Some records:

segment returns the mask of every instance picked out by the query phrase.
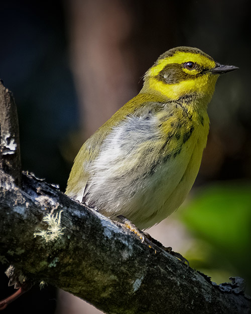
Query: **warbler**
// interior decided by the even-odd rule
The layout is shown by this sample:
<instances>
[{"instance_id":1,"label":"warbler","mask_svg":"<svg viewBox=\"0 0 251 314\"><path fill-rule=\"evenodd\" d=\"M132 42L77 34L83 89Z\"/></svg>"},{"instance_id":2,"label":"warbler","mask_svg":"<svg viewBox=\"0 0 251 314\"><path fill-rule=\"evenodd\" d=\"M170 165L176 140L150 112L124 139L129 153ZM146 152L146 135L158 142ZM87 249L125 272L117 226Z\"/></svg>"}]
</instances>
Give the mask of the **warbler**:
<instances>
[{"instance_id":1,"label":"warbler","mask_svg":"<svg viewBox=\"0 0 251 314\"><path fill-rule=\"evenodd\" d=\"M161 55L139 93L82 146L66 193L140 229L160 223L181 205L197 176L217 78L237 68L195 48Z\"/></svg>"}]
</instances>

WHAT YOU NEED TO DO: Express the material above as a two-column CSV with the headers "request" and "answer", one row per request, putting its text and its answer each in one quoted field with line breaks turned into spaces. Cover all of the material, and leave the pictures out.

RESULT OF THIS TASK:
request,answer
"segment returns the mask of every instance picked out by the query phrase. Query: **warbler** // interior decided by the even-odd rule The layout is shown by this sample: <instances> [{""instance_id"":1,""label"":""warbler"",""mask_svg"":""<svg viewBox=\""0 0 251 314\""><path fill-rule=\""evenodd\"" d=\""M132 42L77 34L83 89Z\""/></svg>""},{""instance_id"":2,""label"":""warbler"",""mask_svg"":""<svg viewBox=\""0 0 251 314\""><path fill-rule=\""evenodd\"" d=\""M170 165L176 140L150 112L124 139L129 153ZM146 152L146 135L158 142ZM87 249L125 272L117 226Z\""/></svg>""}] </instances> Give the mask of the **warbler**:","<instances> [{""instance_id"":1,""label"":""warbler"",""mask_svg"":""<svg viewBox=\""0 0 251 314\""><path fill-rule=\""evenodd\"" d=\""M161 55L139 93L82 146L66 193L140 229L160 223L181 205L197 176L217 78L237 68L195 48Z\""/></svg>""}] </instances>"